* **Written request**: Format every line of the entries below as a JSON list of strings, one string per line, skipping blank lines. Leave the picture lines out of the list.

=== Data provided ===

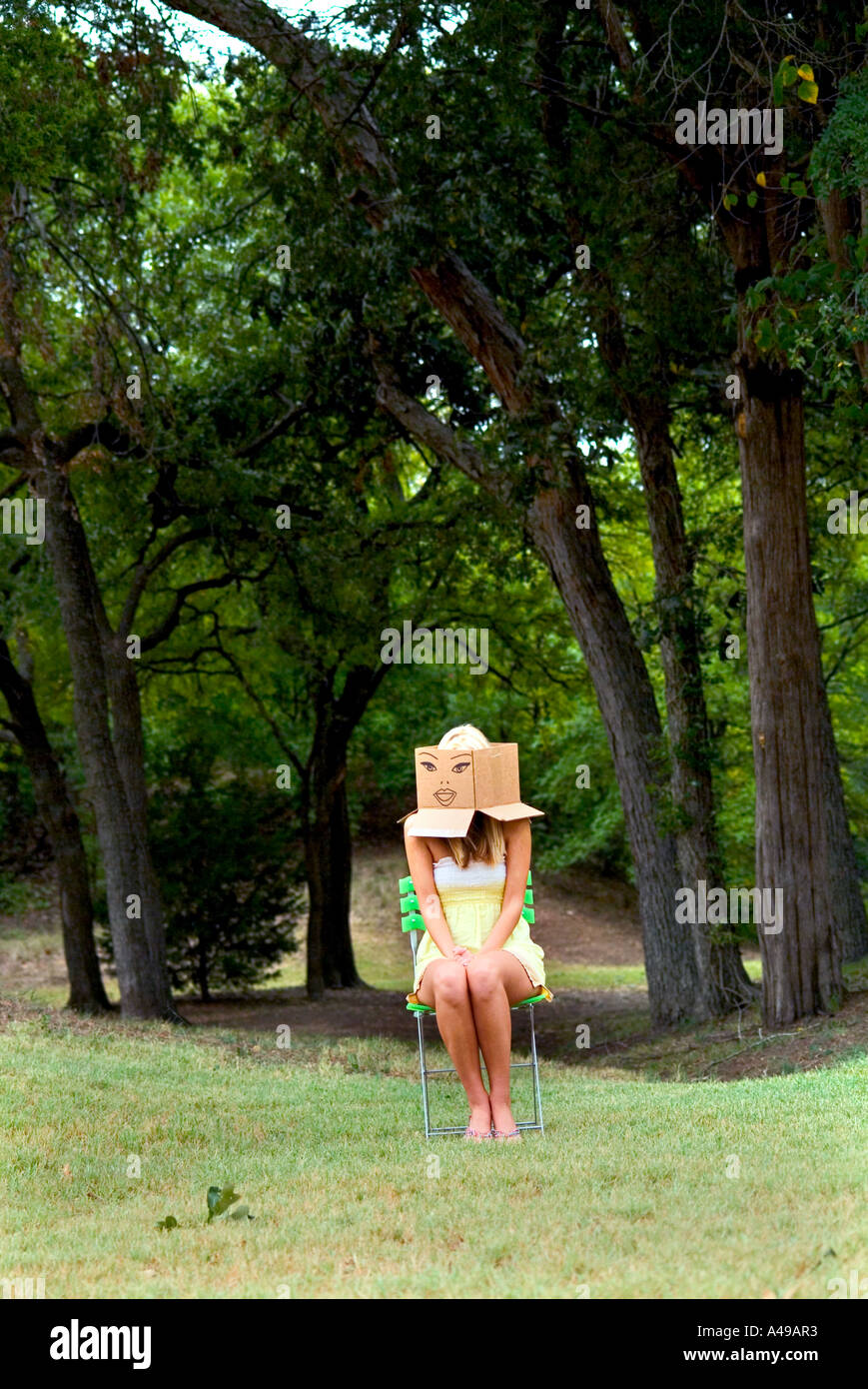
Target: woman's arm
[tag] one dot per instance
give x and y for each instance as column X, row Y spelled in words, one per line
column 516, row 833
column 421, row 871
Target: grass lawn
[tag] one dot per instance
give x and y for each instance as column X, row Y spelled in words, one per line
column 637, row 1189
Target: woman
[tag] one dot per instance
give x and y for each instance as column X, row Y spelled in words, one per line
column 476, row 957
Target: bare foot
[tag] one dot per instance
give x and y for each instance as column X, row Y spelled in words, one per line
column 480, row 1117
column 501, row 1115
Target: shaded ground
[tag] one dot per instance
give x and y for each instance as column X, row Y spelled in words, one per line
column 580, row 921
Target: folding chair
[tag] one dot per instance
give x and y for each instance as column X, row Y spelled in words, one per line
column 413, row 922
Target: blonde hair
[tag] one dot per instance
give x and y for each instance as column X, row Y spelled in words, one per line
column 483, row 839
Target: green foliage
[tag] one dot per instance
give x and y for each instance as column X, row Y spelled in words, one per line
column 230, row 869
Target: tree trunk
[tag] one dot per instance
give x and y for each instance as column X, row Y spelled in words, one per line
column 722, row 975
column 57, row 812
column 635, row 736
column 130, row 751
column 141, row 975
column 328, row 857
column 801, row 961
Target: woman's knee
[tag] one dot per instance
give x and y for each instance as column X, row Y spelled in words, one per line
column 450, row 983
column 483, row 978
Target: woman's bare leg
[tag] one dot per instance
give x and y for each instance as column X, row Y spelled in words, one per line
column 444, row 987
column 496, row 981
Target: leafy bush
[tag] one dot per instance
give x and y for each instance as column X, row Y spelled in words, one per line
column 231, row 882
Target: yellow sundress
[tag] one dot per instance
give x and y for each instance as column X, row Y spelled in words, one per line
column 471, row 899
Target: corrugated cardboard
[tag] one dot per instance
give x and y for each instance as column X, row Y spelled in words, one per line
column 451, row 783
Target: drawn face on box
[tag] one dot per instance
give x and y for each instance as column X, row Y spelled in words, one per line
column 444, row 778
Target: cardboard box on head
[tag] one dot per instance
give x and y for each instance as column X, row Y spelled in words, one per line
column 451, row 783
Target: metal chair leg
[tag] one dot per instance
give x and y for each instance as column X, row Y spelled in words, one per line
column 537, row 1099
column 424, row 1072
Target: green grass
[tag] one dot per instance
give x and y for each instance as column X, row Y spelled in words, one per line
column 626, row 1193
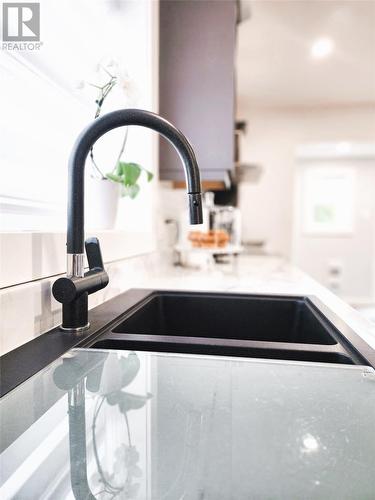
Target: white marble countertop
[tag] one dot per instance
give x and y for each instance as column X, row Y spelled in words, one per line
column 258, row 274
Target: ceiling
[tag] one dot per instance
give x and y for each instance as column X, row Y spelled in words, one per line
column 274, row 63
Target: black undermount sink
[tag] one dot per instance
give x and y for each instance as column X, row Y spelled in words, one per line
column 256, row 326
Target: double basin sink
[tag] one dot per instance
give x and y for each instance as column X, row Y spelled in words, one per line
column 255, row 326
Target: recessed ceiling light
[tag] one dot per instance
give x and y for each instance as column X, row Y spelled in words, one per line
column 322, row 47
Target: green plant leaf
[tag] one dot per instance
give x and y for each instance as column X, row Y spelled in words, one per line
column 131, row 191
column 115, row 178
column 131, row 173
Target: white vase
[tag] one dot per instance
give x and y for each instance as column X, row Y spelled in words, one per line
column 102, row 197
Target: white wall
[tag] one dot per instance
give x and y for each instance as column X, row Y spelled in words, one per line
column 270, row 142
column 32, row 258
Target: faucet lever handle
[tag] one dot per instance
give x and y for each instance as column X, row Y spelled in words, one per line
column 94, row 255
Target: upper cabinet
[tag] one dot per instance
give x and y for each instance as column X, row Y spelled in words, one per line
column 197, row 45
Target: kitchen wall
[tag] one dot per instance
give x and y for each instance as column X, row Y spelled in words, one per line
column 32, row 240
column 270, row 143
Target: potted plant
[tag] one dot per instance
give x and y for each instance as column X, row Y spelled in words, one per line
column 106, row 187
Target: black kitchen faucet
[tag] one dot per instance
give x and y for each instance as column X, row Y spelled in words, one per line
column 73, row 290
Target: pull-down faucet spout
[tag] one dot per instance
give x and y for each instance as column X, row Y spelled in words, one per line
column 73, row 290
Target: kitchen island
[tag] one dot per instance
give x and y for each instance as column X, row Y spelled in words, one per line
column 122, row 424
column 115, row 424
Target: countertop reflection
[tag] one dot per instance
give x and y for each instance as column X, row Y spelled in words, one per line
column 120, row 424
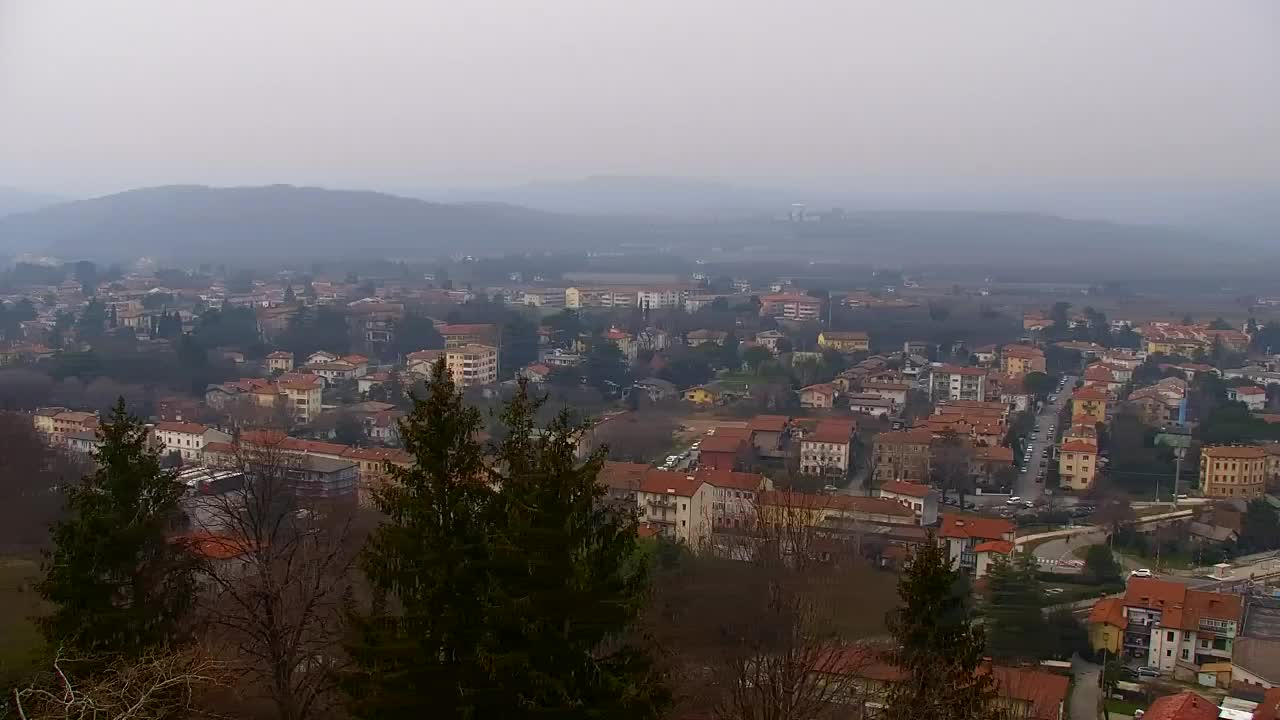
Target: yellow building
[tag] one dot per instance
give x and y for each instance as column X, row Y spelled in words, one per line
column 1229, row 470
column 1089, row 404
column 845, row 341
column 1107, row 624
column 1078, row 464
column 700, row 396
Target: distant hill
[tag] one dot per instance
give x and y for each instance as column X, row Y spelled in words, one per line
column 13, row 200
column 195, row 222
column 188, row 223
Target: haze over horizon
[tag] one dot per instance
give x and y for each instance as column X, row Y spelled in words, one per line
column 479, row 95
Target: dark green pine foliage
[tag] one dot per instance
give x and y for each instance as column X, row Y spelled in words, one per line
column 118, row 580
column 415, row 651
column 938, row 648
column 565, row 587
column 1016, row 630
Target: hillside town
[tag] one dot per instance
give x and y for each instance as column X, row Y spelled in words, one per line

===

* **Output of the exercise**:
[
  "Target: woman's arm",
  "[tag] one dot per instance",
  "give x and y for each instance as column X, row Y spelled in words, one per line",
  "column 516, row 833",
  "column 421, row 871",
  "Target: grass lawn",
  "[tag] one dot per instance",
  "give x and y for each instance as column X, row Y spelled in words, one per line",
  "column 637, row 1189",
  "Target: woman",
  "[tag] one dot per instance",
  "give x and y for each instance as column X, row Y spelled in words, one per line",
  "column 476, row 957",
  "Target: bare foot",
  "[tag] one dot per instance",
  "give x and y for each instance as column X, row Y spelled in words, one per line",
  "column 480, row 1117",
  "column 501, row 1115",
  "Target: shaded ground",
  "[tag] one dot per instance",
  "give x and y for each instance as column X, row Y spelled in words, one per line",
  "column 580, row 921",
  "Target: folding chair",
  "[tag] one dot per instance",
  "give x and y for each instance as column X, row Y spelled in words, one per line",
  "column 413, row 922",
  "Target: blonde hair",
  "[tag] one dot per instance",
  "give x and y for each instance as column X, row Y spelled in words, one per line",
  "column 483, row 839",
  "Target: green foliage",
  "[tag] one dot per instance",
  "give x and y for each instance as column X, row Y spelled in words, one per line",
  "column 230, row 869",
  "Target: tree trunk",
  "[tag] one dot per instance",
  "give x and y for each instance as column X, row Y spelled in words, one per line",
  "column 722, row 975",
  "column 57, row 812",
  "column 635, row 736",
  "column 130, row 751",
  "column 141, row 975",
  "column 328, row 857",
  "column 801, row 961",
  "Target: woman's knee",
  "[tag] one dot per instance",
  "give x and y for each instance as column X, row Y spelled in words, one per line",
  "column 450, row 983",
  "column 483, row 978",
  "Target: woman's bare leg",
  "[tag] one dot per instance",
  "give x and y for each instance as column X, row Y spelled in words, one per line",
  "column 444, row 987",
  "column 496, row 981",
  "Target: leafy bush",
  "[tag] one dot per instance",
  "give x and y for each instance as column X, row Y spelled in words, one per line",
  "column 231, row 882",
  "Target: yellow sundress",
  "[tag] one dot per instance",
  "give x and y for each instance as column X, row Y spelled in words, one per line",
  "column 471, row 899",
  "Target: corrugated cardboard",
  "[tag] one dot per instance",
  "give x and y for each instance as column X, row Y spelled in words, one per line",
  "column 451, row 783",
  "Target: drawn face on box",
  "[tag] one dot per instance",
  "give x and y for each instance as column X, row Y spelled in words, one per line",
  "column 444, row 778",
  "Target: cardboard box on head",
  "[tag] one dot per instance",
  "give x and y for each instance as column X, row Y spelled in words, one per line",
  "column 451, row 783",
  "Target: metal chair leg",
  "[tag] one dot per instance",
  "give x and y for each instance as column X, row Y spelled in words, one per line",
  "column 537, row 1099",
  "column 424, row 1072",
  "Target: green grass",
  "[tag] one dot per instance",
  "give x and y for each instance as column X, row Y spelled in words, one per line",
  "column 626, row 1193",
  "Target: white marble countertop",
  "[tag] one dot per instance",
  "give x and y for each instance as column X, row Y spelled in words, one per line",
  "column 258, row 274",
  "Target: ceiling",
  "[tag] one dot per instance",
  "give x and y for each instance as column X, row Y spelled in words, one per line",
  "column 274, row 63",
  "Target: black undermount sink",
  "[tag] one dot per instance",
  "give x and y for each instance as column X, row Y spelled in words, one per line",
  "column 256, row 326",
  "Target: double basin sink",
  "[tag] one dot per instance",
  "give x and y for each instance as column X, row Y spelled in words, one per line",
  "column 255, row 326",
  "Target: recessed ceiling light",
  "[tag] one dot per instance",
  "give x and y for each instance as column X, row Y spelled in words, one per line",
  "column 322, row 47",
  "Target: green plant leaf",
  "[tag] one dot per instance",
  "give x and y for each instance as column X, row Y spelled in words, one per line",
  "column 131, row 191",
  "column 115, row 178",
  "column 131, row 173",
  "Target: white vase",
  "[tag] one dot per instance",
  "give x and y for each instance as column X, row Y spelled in words, one per line",
  "column 102, row 197",
  "Target: white wall",
  "[tag] one dot per instance",
  "give x and y for each instance as column X, row Y spelled in words, one per line",
  "column 270, row 142",
  "column 32, row 258",
  "Target: faucet lever handle",
  "[tag] one dot per instance",
  "give x and y for each instance as column X, row Y spelled in words, one per line",
  "column 94, row 255",
  "Target: upper cabinet",
  "[tag] one dot per instance",
  "give x and y for each instance as column X, row Y spelled in words, one per line",
  "column 197, row 45",
  "Target: kitchen wall",
  "[tag] one dot per instance",
  "give x and y for each instance as column X, row Y spelled in words, one per line",
  "column 32, row 240",
  "column 270, row 143",
  "Target: potted plant",
  "[tag] one dot per instance",
  "give x and y for each instance as column X, row Y spelled in words, one per line",
  "column 106, row 187",
  "Target: black kitchen faucet",
  "[tag] one dot per instance",
  "give x and y for each instance as column X, row Y spelled in words, one per line",
  "column 73, row 290",
  "Target: pull-down faucet spout",
  "[tag] one dot per instance",
  "give x and y for each instance as column X, row Y spelled in words, one per line",
  "column 73, row 290",
  "Target: kitchen island",
  "[tag] one dot per instance",
  "give x and y for each instance as column X, row Y spelled in words, one per line",
  "column 122, row 424",
  "column 115, row 424",
  "Target: countertop reflection",
  "[tag] one dot per instance",
  "give x and y for each instance as column X, row Y spelled in words, one per line",
  "column 120, row 424",
  "Target: yellow building",
  "[tag] one dot per instance",
  "give x and y for each instance as column X, row Y spelled in words, one per line",
  "column 1229, row 470",
  "column 1089, row 404",
  "column 845, row 341",
  "column 1107, row 624",
  "column 1078, row 464",
  "column 700, row 396",
  "Target: distant hill",
  "[tag] one dot per instance",
  "give x and y for each instance as column X, row Y spelled in words, one per line",
  "column 13, row 200",
  "column 195, row 222",
  "column 188, row 223",
  "Target: haze over horizon",
  "[tag] one dot per instance",
  "give x and y for each instance as column X, row Y spelled in words, one per line",
  "column 479, row 95",
  "Target: dark green pine foliage",
  "[tag] one dot per instance",
  "give x and y for each instance as column X, row Y spelled in words, one per line",
  "column 118, row 580",
  "column 415, row 651",
  "column 938, row 648",
  "column 565, row 587",
  "column 1016, row 630",
  "Target: hillside town",
  "[tag] one dot per instance",
  "give x and y for each instance as column X, row Y spelled in words, one per line"
]